▶ [WHAT YOU NEED TO DO]:
Starting at the line that contains "Name the bounding box of the cabinet", quote each line exactly through the last line of the entries, both included.

▶ [SUPPLIED ENTRIES]:
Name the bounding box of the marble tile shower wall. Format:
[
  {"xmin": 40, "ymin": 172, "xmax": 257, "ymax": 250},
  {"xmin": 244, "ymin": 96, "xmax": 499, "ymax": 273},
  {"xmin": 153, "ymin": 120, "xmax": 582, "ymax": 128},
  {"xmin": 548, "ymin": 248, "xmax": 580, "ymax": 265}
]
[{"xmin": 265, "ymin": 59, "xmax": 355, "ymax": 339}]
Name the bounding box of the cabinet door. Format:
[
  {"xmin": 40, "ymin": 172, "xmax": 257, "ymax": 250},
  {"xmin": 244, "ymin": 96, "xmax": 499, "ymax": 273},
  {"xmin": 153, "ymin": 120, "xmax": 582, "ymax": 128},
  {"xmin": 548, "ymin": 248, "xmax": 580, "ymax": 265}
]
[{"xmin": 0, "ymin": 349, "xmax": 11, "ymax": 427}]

▶ [SOLUTION BELOW]:
Name the bounding box of the cabinet door. Format:
[
  {"xmin": 40, "ymin": 172, "xmax": 257, "ymax": 250},
  {"xmin": 244, "ymin": 96, "xmax": 499, "ymax": 273},
  {"xmin": 153, "ymin": 120, "xmax": 582, "ymax": 128},
  {"xmin": 548, "ymin": 248, "xmax": 580, "ymax": 265}
]
[{"xmin": 0, "ymin": 349, "xmax": 11, "ymax": 427}]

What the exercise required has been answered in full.